WHAT IS REQUIRED: Change every "instance" in the entries below to "occurrence", and write the entries out again with nothing else altered.

== DATA SHOWN ==

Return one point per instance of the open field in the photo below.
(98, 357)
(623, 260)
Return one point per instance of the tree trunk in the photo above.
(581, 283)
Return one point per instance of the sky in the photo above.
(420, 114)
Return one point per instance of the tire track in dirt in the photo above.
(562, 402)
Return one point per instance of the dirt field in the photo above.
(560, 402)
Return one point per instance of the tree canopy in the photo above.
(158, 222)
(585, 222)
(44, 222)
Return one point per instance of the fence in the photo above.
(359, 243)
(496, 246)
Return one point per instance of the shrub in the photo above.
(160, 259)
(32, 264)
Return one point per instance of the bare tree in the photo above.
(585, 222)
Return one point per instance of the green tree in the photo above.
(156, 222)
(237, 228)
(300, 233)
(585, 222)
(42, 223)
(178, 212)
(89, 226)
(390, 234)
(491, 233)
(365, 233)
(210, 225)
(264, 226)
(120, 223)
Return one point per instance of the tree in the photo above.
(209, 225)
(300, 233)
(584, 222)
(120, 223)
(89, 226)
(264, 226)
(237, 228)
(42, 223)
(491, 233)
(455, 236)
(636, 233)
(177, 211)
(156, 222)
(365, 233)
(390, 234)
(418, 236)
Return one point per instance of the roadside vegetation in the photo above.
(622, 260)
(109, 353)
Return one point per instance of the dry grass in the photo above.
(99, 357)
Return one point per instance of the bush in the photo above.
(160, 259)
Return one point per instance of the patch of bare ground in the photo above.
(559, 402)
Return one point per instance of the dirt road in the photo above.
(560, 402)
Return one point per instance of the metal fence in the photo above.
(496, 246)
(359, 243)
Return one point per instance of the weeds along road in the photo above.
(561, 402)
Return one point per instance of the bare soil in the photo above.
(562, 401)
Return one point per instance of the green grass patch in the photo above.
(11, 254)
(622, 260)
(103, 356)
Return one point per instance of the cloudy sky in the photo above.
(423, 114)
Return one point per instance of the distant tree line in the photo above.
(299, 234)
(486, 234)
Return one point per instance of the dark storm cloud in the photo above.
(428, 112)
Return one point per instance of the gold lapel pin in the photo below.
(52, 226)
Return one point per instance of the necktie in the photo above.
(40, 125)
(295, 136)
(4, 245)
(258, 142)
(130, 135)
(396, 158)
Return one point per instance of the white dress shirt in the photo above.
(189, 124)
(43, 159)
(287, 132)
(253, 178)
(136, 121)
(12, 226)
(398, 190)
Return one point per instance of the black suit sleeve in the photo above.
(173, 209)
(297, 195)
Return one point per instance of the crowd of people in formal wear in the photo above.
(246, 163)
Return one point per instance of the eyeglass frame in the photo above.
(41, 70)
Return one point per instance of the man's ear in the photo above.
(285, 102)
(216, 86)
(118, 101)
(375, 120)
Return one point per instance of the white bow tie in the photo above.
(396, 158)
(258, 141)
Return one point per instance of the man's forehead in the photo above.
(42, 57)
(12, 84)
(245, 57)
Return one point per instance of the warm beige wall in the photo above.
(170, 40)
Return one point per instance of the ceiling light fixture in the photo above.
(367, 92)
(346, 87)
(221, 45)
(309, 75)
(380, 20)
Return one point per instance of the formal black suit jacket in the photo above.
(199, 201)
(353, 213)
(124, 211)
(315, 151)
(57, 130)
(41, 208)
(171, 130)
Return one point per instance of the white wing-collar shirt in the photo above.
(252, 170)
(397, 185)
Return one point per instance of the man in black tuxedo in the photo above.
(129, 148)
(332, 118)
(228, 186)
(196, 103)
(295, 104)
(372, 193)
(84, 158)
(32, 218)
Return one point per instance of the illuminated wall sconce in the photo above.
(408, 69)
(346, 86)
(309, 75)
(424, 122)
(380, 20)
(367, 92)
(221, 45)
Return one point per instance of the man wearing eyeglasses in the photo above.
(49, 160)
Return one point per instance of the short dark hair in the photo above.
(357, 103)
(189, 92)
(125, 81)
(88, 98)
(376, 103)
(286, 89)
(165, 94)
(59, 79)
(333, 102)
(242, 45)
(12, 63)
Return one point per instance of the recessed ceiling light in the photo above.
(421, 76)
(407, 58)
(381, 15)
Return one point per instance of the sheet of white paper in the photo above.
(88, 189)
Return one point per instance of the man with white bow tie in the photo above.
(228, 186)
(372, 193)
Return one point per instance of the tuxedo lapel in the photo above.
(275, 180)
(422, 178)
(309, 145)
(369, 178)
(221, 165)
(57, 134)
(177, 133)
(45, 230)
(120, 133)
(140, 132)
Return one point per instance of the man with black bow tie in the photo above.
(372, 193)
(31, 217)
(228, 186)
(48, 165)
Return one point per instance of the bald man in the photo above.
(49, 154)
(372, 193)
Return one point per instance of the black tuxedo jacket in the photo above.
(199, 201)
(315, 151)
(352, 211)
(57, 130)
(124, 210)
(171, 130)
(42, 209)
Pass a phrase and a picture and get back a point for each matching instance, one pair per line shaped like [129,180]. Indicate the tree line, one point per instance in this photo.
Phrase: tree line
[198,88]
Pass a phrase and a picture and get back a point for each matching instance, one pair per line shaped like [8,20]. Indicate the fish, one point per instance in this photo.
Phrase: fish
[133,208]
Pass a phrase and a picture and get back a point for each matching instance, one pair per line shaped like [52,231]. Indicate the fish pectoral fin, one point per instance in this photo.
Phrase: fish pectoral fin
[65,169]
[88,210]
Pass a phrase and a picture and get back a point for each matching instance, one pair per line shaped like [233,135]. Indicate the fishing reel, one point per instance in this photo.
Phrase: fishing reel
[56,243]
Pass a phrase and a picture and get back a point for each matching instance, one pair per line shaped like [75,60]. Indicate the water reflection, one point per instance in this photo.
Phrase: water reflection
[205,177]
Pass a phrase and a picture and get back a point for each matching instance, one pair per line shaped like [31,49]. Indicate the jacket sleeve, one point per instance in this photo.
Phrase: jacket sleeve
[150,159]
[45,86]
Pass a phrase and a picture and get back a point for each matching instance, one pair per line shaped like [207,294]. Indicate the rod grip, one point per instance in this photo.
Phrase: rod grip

===

ANSWER TO THE TASK:
Return one point per occurrence of the open field in the photo below.
(98, 357)
(623, 260)
Return one point per occurrence of the tree trunk in the photo above.
(581, 283)
Return one point per occurrence of the sky in the photo above.
(420, 114)
Return one point per occurrence of the tire track in dirt in the photo above.
(562, 402)
Return one point per occurrence of the dirt field in the photo above.
(560, 402)
Return one point per occurrence of the tree canopy in the photo above.
(158, 222)
(585, 222)
(44, 222)
Return one point per occurrence of the fence in the photo above.
(359, 243)
(496, 246)
Return one point per occurrence of the shrub in the photo above.
(160, 259)
(32, 264)
Return one point per occurrence of the bare tree in the photo above.
(585, 222)
Return one point per occurrence of the green tree in the photo above.
(156, 222)
(237, 228)
(300, 233)
(585, 222)
(42, 223)
(178, 212)
(89, 226)
(390, 234)
(491, 233)
(365, 233)
(210, 225)
(264, 226)
(120, 223)
Return one point per occurrence of the tree in the photo above.
(209, 225)
(300, 233)
(584, 222)
(120, 223)
(89, 226)
(264, 226)
(237, 228)
(42, 223)
(491, 233)
(455, 236)
(636, 233)
(177, 211)
(156, 222)
(365, 233)
(390, 234)
(418, 236)
Return one point per occurrence of the roadside vegetation in the photo above.
(622, 260)
(109, 353)
Return one point per occurrence of the dry grass in the photo above.
(99, 357)
Return one point per occurrence of the bush in the photo above.
(160, 259)
Return one point per occurrence of the patch of bare ground in the photo above.
(559, 402)
Return one point per occurrence of the dirt road in the photo above.
(560, 402)
Return one point per occurrence of the metal fence in the photo above.
(496, 246)
(359, 243)
Return one point per occurrence of the weeds along road in the photo above.
(561, 402)
Return one point per occurrence of the bare soil in the photo above.
(562, 401)
Return one point per occurrence of the green grass patch in the photo above.
(11, 254)
(622, 260)
(103, 356)
Return one point per occurrence of the cloudy sky in the photo above.
(423, 114)
Return one point per occurrence of the distant tree line in the photo above.
(299, 234)
(486, 234)
Return one point per occurrence of the dark storm cloud in the photo above.
(428, 112)
Return one point per occurrence of the gold lapel pin in the photo below.
(52, 226)
Return one point per occurrence of the necktie in the photo above.
(40, 125)
(295, 136)
(4, 245)
(258, 142)
(130, 135)
(396, 158)
Return one point per occurrence of the white dress shirt in the photo above.
(189, 124)
(43, 159)
(287, 132)
(253, 178)
(136, 121)
(12, 226)
(398, 190)
Return one point per occurrence of the black suit sleeve in the photo above.
(173, 209)
(297, 195)
Return one point per occurrence of the crowd of people in formal wear in the photo above.
(246, 163)
Return one point per occurrence of the eyeglass frame in the photo above.
(41, 70)
Return one point per occurrence of the man's ear in the photo above.
(285, 102)
(216, 86)
(118, 101)
(375, 120)
Return one point per occurrence of the white bow tie in the photo above.
(396, 158)
(258, 141)
Return one point per occurrence of the man's forehead in the photo above.
(42, 57)
(12, 84)
(245, 57)
Return one point per occurrence of the warm beige wall in the photo above.
(170, 40)
Return one point per occurrence of the ceiling light fixture in the photo above.
(367, 92)
(346, 87)
(221, 45)
(309, 75)
(380, 20)
Return one point per occurrence of the formal black suit jacket in the photo above.
(199, 201)
(353, 213)
(124, 211)
(315, 151)
(57, 130)
(41, 208)
(171, 130)
Return one point per occurrence of the white wing-collar shirt in the photo above.
(252, 170)
(397, 185)
Return one point per occurrence of the man in black tuxedo in the photo above.
(129, 148)
(332, 118)
(228, 186)
(196, 103)
(295, 104)
(372, 193)
(84, 158)
(32, 218)
Return one point per occurrence of the illuminated wall sconce in the photo above.
(408, 69)
(346, 86)
(309, 75)
(424, 122)
(380, 20)
(367, 92)
(221, 45)
Return one point per occurrence of the man wearing eyeglasses in the photo above.
(49, 160)
Return one point per occurrence of the short dark hair in the photo above.
(357, 103)
(189, 92)
(125, 81)
(88, 98)
(376, 103)
(286, 89)
(165, 94)
(59, 79)
(333, 102)
(242, 45)
(12, 63)
Return one point per occurrence of the recessed ceiling light in the photo above.
(421, 76)
(407, 58)
(381, 15)
Return one point per occurrence of the sheet of white paper in the photo above.
(88, 189)
Return one point per occurrence of the man with white bow tie in the photo above.
(228, 186)
(372, 193)
Return one point per occurrence of the tuxedo lapel in the photo above.
(275, 180)
(422, 178)
(309, 145)
(369, 178)
(221, 165)
(57, 134)
(177, 133)
(45, 230)
(120, 133)
(140, 132)
Return one point per occurrence of the man with black bow tie in the photo above.
(372, 193)
(31, 217)
(228, 186)
(48, 165)
Return one point per occurrence of the bald man in the photo above.
(49, 154)
(372, 193)
Return one point per occurrence of the black tuxedo jacket in the photo above.
(199, 201)
(315, 151)
(352, 211)
(57, 130)
(124, 210)
(171, 130)
(42, 209)
Pass a phrase and a picture and get back a point for each matching occurrence, one pair per line shaped like [129,180]. Indicate the tree line, one point per occurrence in this photo.
Phrase: tree line
[198,88]
Pass a phrase and a picture and get back a point for each matching occurrence, one pair per line shaped like [8,20]. Indicate the fish, one point per occurrence in this photo.
Phrase: fish
[133,208]
Pass a phrase and a picture and get back a point for each matching occurrence, one pair per line shaped like [52,231]. Indicate the fish pectoral fin, one point per occurrence in this photo.
Phrase: fish pectoral fin
[65,169]
[88,210]
Pass a phrase and a picture and get back a point for each matching occurrence, one pair per line shaped like [233,135]. Indicate the fishing reel, one point per occurrence in this photo.
Phrase: fishing reel
[56,243]
Pass a phrase and a picture and get back a point for each matching occurrence, one pair per line shaped like [75,60]. Indicate the water reflection, one point per occurrence in this photo.
Phrase: water reflection
[205,177]
Pass a phrase and a picture and get back a point for each matching occurrence, one pair per line shaped like [31,49]. Indicate the jacket sleeve, one point per occurrence in this photo.
Phrase: jacket sleeve
[150,159]
[45,86]
Pass a phrase and a picture and get back a point for each matching occurrence, one pair per line shaped like [207,294]. Indicate the rod grip, one point per occurrence in this photo.
Phrase: rod grip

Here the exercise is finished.